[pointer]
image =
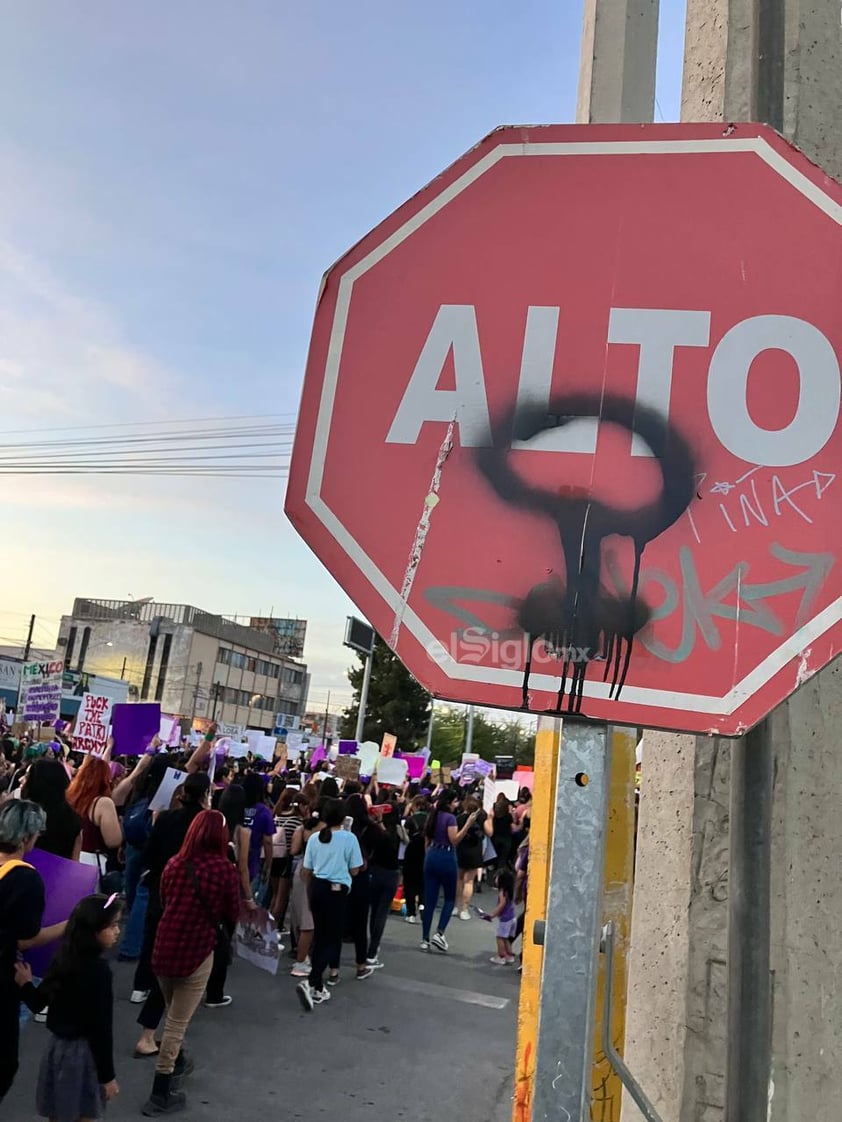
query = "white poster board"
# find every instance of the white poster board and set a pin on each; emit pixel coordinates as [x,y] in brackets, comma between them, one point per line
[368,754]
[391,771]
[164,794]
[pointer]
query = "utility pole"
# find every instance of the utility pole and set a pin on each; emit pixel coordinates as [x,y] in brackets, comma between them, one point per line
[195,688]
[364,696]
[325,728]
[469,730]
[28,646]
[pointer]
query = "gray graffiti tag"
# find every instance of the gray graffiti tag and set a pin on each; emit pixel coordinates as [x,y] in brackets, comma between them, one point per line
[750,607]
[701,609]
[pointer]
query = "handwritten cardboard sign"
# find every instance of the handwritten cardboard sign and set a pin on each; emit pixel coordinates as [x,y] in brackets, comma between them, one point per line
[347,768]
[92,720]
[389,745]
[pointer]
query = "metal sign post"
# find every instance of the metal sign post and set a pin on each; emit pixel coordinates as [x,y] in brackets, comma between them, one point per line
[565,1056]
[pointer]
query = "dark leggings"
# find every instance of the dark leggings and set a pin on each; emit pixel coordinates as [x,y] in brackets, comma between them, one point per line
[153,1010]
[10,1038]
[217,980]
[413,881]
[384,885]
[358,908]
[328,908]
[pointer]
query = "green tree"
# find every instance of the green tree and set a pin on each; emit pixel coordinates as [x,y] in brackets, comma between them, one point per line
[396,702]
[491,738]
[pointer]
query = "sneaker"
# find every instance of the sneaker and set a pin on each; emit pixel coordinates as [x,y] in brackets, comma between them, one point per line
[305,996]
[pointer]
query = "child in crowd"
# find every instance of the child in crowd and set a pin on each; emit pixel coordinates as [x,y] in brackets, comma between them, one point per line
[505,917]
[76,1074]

+ + + + + + +

The exercise: Reproduce every line of the records above, requests included, and add 45 to each x and y value in the answer coordinates. Leave the pictures out.

Exercise solution:
[pointer]
image =
query = "white poster board"
# find every instance of the white poster board and set a pin on each; emit pixel coordinates as [x,y] in brackets, comma between them, one point per line
[413,799]
[436,816]
[209,839]
[pointer]
query = "utility pole"
# find every instance of the utility pole and set a pin on each; emit pixel coordinates as [x,y] in brackets, comma between them, one point per line
[240,733]
[409,741]
[370,773]
[514,775]
[73,691]
[pointer]
query = "gray graffiti tag"
# find every instance of the gray graffiti tag and set a pin on each; emit pixel coordinates as [x,y] in brackets, comma between them, one point per line
[795,652]
[746,654]
[pointer]
query = "handwritten cardboard sign"
# find every instance of the handwritten cardboard sign and set a pin on each; emit pixel coordinates as [x,y] in brackets, comma between them, one point per line
[392,813]
[137,765]
[434,790]
[pointer]
query = "metal sign post"
# find every instance of the metal sign post and set a pin on each; emit pixel coordinates as [x,y] in brackets, comma between them, one point per line
[610,1101]
[pointer]
query = "dark leggings"
# find every instance of the dark leggings and set a pin on each; emit pixel coordinates as [x,y] in brackets, comma between them, one point per line
[198,1055]
[55,1083]
[262,1025]
[458,926]
[429,930]
[403,953]
[373,953]
[pointer]
query = "green tree"
# find every instance of the green tree and set a pin on each; emit pixel coordinates as [x,y] in brackets, comma between them, one point per line
[441,747]
[536,783]
[pointer]
query = "sneaker"
# find every instance of the sneaker and set a pin on each; emit pixel coordinates as [x,y] in brackets, comma between them, one point per line
[350,1041]
[pointer]
query = "child in crowd"
# find every instance of the child in crowd and set a pin on each; emit pixel coordinates as [x,y] in brackets, comma between them, one point per line
[550,962]
[121,1119]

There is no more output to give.